TRECHO FORNECIDO »
»»
Faixa de pedestres, refúgio virtual

Dizem ser o futebol uma caixinha de surpresas. A vida, também.
Para não fugir dos cânones consagrados pelas mais reputadas oficinas literárias, vamos localizar a ação no espaço e no tempo. Cabe também informar tratar-se de história real. Em sendo assim, toda semelhança com pessoas reais é absolutamente intencional.
Tudo começou e terminou minutos depois, por volta das 10 horas da manhã de terça-feira, dia 10 de março, no cruzamento das ruas Maranhão e Itacolomy.
Trajava eu imponente terno, por causa de um compromisso social – esses compromissos para os quais a beleza interior perde em importância ante a embalagem.

o cruzamento, havia um fluxo de carros, bem como de pedestres. Imagine, caro leitor, pouco familiarizado com o local, duas fileiras paralelas de carros, descendo a rua Itacolomy, em direção à avenida Higienópolis. Caminhava eu tranquilo e resolvi atravessar, fato comum na vida de qualquer ser humano desejoso de alcançar a calçada oposta. Atravessar, dizem, é uma das formas conhecidas de passar de uma calçada para a outra. Minha intenção estava me levando na mesma direção dos carros, porém no sentido oposto. Eis uma bela ilustração da diferença entre direção e sentido, que ofereço, graciosamente, aos autores de manuais didáticos. Não aos que colocam dois Paraguais no mapa.

Ao abrir o sinal, o motorista da fila da direita – a mais distante de mim – “fechou” o carro da fila da esquerda e, zelando pelo próprio bólido – um Meriva insignificante, antes fosse BMW, pela beleza da coisa – acelerou e fez a conversão. Diria que não se tratou de manobra aplaudida pelo nosso Código de Trânsito, mas trata-se de vulgar mito refiro-me ao Código – assim como a tal invulnerabilidade do pedestre na faixa a ele destinada…
Munido de minha calma proverbial, mesmo tendo intuído as más intenções do carro ou de seu condutor – no caso uma infeliz, minha educação proíbe-me usar outros termos bem mais incisivo – continuei meu atravessar majestático. Se saísse correndo, feito vulgar trombadinha, nada teria ocorrido. Estaria sem assunto e sem dores. Acelerei um pouco, por via das dúvidas. Ela, também, movida por misteriosos desígnios.
Vendo o perigo, esbocei uma corridinha.

Em vão! Troppo tarde, diria Dante! Talvez Pirandello dissesse o mesmo se chamado da dimensão na qual reside para comentar a cena..Too late!
Fui colhido e arremessado para o alto feito vulgar pacote no centro de distribuição dos Correios.
A lei da gravidade fez o resto.
««
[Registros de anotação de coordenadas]
»»
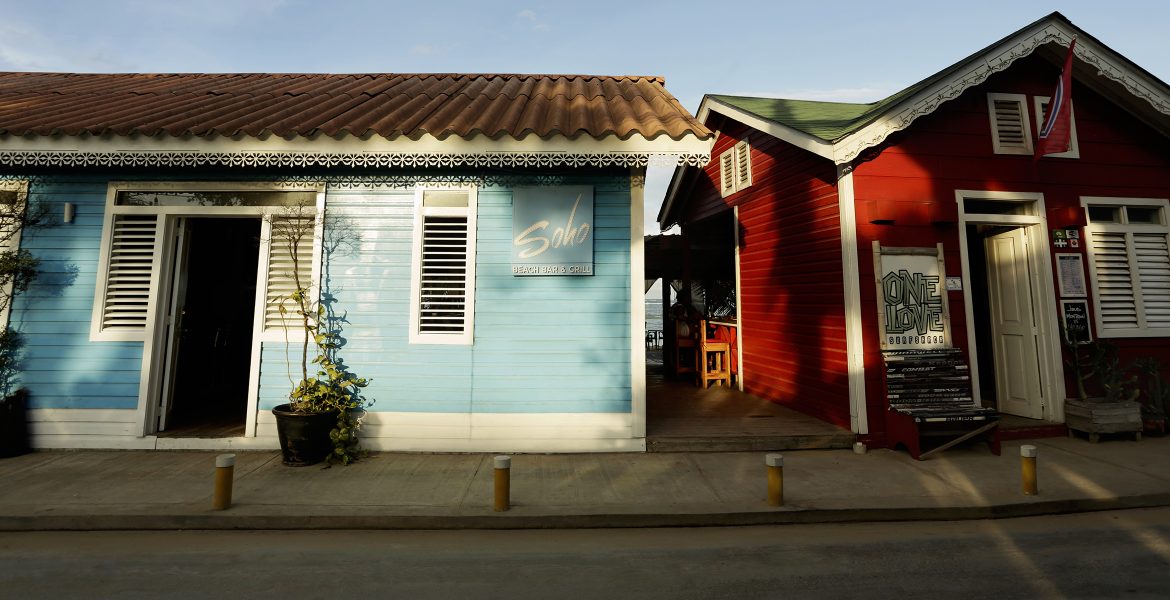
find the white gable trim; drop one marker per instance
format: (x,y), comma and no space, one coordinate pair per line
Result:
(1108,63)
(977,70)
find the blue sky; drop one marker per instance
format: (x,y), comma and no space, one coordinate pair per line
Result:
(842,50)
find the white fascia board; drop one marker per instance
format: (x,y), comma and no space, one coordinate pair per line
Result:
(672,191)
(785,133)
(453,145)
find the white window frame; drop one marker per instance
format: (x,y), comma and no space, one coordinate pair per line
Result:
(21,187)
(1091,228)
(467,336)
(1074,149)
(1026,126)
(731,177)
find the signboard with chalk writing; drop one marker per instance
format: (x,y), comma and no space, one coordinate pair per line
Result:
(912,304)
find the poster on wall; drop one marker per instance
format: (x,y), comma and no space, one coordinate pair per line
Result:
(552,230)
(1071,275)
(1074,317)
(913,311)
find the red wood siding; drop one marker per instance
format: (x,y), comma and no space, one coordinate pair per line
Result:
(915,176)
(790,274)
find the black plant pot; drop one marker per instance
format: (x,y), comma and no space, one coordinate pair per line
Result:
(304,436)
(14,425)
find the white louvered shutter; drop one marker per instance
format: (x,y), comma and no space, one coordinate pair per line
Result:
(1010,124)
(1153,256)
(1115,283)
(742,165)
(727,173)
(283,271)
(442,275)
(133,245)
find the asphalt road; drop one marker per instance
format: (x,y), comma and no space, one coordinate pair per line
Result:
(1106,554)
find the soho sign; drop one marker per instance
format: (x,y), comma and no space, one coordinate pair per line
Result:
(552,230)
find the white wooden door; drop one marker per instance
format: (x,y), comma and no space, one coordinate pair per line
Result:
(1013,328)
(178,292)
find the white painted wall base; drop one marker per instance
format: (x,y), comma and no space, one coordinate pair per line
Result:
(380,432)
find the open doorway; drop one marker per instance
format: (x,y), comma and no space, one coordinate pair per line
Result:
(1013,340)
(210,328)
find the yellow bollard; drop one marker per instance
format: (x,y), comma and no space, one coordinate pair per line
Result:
««
OBJETIVO DA TAREFA » Dê continuidade, por favor, à crônica sobre o atropelamento na faixa de pedestres, começando logo depois da última frase dela.

RESULTADO DO EXERCÍCIO »
Bati no chão. Minha musculatura perfeita, meus 65 anos (claro, aparento bem menos, não?) e minha caixa torácica levaram a pior. Faltou a voz tranqüilizadora: Ao asfalto voltarás!

Não me lembro muito bem dos detalhes da queda, mas de algo me recordo com exatidão. Veio-me a mente a lembrança do pugilista João Henrique, que por quatro vezes tentou a coroa mundial na sua categoria, perdendo nas quatro oportunidades. Duas vezes de Bruno Arcari, uma, de Nicolino Locce e a quarta, bem, podem procurar no Google! Anos depois, vitimado por um desastre numa batida de ônibus na Dutra, ele ajudou a retirar as vítimas e… pouco depois morreu de hemorragia interna. Embalado pelar recordações pugilisticas, levantei, de pronto, sem esperar que a contagem chegasse a 10, e dirigi-me para a sucessora da Lella Lombardi – aquela da F!.
Ela havia parado, diga-se a bem da verdade. Uma jovem senhora, no esplendor de sua idade indefinida, algo em volta daquela consagrada por Balzac. Fiz uma pergunta idiota, mas considerando o susto pelo qual acabara de passar, mereço alguma indulgência:

– Como pode fazer uma coisa dessas, indaguei com meu fleuma britânico, sempre presente em tais ocasiões..
– Desculpe – viu, viu…. quem disse que não há modos no trânsito? – não o vi. Só faltava ter dito que se tratava de uma tentativa de aumentar a renda per capita do Brasil – iniciativa salutar nesses tempos de marolinha exagerada – através da diminuição do denominador da fração.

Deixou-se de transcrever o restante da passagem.